___ Texte fourni

La célèbre tenancière d'un réseau de prostitution de luxe dans les années 1960-1970 Madame Claude, Fernande Grudet de son vrai nom, est morte samedi à Nice, où elle vivait depuis une quinzaine d'années.

Âgée de 92 ans, Fernande Grudet était hospitalisée depuis environ deux ans en raison de son grand âge, a précisé l'un de ses proches mardi à l'AFP. "Elle était très fatiguée", a-t-il ajouté, en souhaitant garder l'anonymat.

Selon son acte de décès, Fernande Joséphine Grudet, née à Angers en 1923, est décédée samedi après-midi à l'hôpital Cimiez de Nice.

"Elle emporte avec elle secrets d’alcôve et secrets d’État. C'était une légende", a réagi mardi auprès de l'AFP l'ancien patron de la PJ parisienne Claude Cancès.

Cette femme proxénète aux allures de grande bourgeoise a régné pendant une vingtaine d'années sur un réseau de 500 femmes et une poignée de garçons, qui se vendront pour 10.000 ou 15.000 francs la nuit (1.500 à 2.300 euros) en lui laissant une commission de 30%.

Son credo? Rendre "le vice joli" avec des filles qui n'ont pas l'air de prostituées et des clients dans les plus hautes sphères --hommes politiques et chefs d’État français et étrangers, comme le Shah d'Iran ou John F. Kennedy, célébrités du cinéma, hommes d'affaires comme le patron de Fiat Giovanni Agnelli.

En échange des confidences recueillies sur l'oreiller par les filles de Madame Claude, celle-ci s'assure les meilleures protections, celles de la Brigade mondaine et du Service de documentation extérieure et de contre-espionnage (Sdece, devenu DGSE).

"Je me souviens, alors que j'étais jeune inspecteur de la brigade mondaine dans les années soixante, à mes débuts, qu'elle nous renseignait", raconte Claude Cancès, auteur en 2014 d'un livre sur "La brigade mondaine".

"Nous avions mission de recueillir ses confidences, afin notamment de rédiger des +notes blanches+, pour informer par exemple sur les turpitudes des uns et des autres, célébrités ou hommes politiques. Et pour nos enquêtes sur les julots (proxénètes)", indique l'ancien patron de la PJ.

- Incarnation d'une autre époque -

C'était "une autre époque!", celle des "condés" (protection officieuse, dans le jargon policier, accordée à une prostituée ou un indicateur), résume-t-il. "Jusqu'à ce que cela cesse, car elle parlait trop. Je suis persuadé qu'elle a travaillé aussi pour les services secrets!", note Claude Cancès.

L'arrivée de Valéry Giscard d'Estaing au pouvoir et le renforcement de la lutte contre le proxénétisme au milieu des années 1970 sonnent la fin de ses protections au plus haut niveau. Madame Claude, malgré une fuite aux États-Unis, sera condamnée et incarcérée plusieurs fois, jusque dans les années 1990, après avoir monté un nouveau réseau.

______
___ Données

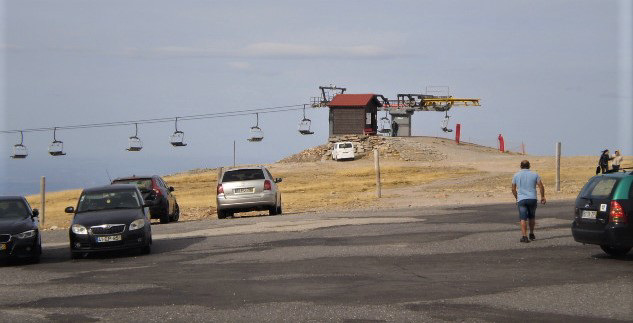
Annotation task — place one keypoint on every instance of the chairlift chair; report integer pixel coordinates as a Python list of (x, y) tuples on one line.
[(305, 123), (178, 137), (385, 124), (135, 143), (19, 150), (57, 147), (256, 133)]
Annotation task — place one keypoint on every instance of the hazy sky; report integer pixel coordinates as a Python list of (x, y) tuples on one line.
[(545, 71)]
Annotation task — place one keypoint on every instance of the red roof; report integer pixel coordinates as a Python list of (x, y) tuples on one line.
[(353, 100)]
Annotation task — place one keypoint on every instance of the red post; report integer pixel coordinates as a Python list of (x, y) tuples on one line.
[(458, 129), (502, 147)]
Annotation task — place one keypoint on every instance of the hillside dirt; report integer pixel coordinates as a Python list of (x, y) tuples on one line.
[(415, 172)]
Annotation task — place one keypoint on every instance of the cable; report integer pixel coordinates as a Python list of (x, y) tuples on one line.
[(236, 113)]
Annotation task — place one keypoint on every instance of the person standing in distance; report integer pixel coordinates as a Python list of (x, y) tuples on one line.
[(524, 185)]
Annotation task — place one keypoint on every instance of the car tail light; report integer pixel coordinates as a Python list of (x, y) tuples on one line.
[(617, 214), (156, 189)]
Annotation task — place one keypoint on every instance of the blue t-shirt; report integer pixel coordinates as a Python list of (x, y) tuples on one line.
[(525, 181)]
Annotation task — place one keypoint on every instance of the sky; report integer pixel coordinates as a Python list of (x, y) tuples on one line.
[(545, 71)]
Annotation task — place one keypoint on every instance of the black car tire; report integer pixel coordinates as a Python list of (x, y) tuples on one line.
[(615, 251), (164, 218), (176, 215)]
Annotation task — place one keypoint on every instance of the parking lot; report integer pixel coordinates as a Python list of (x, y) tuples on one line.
[(411, 264)]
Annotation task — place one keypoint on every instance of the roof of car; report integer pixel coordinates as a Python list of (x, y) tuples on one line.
[(134, 177), (110, 188), (9, 198)]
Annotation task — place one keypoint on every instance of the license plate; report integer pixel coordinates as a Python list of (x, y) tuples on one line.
[(109, 238), (589, 214)]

______

Consigne | Reproduisez à l'identique, s'il vous plaît, le passage du texte sur Madame Claude qui va de "Âgée de 92 ans, Fernande" à "Cimiez de Nice.".

Réponse attendue |
Âgée de 92 ans, Fernande Grudet était hospitalisée depuis environ deux ans en raison de son grand âge, a précisé l'un de ses proches mardi à l'AFP. "Elle était très fatiguée", a-t-il ajouté, en souhaitant garder l'anonymat.

Selon son acte de décès, Fernande Joséphine Grudet, née à Angers en 1923, est décédée samedi après-midi à l'hôpital Cimiez de Nice.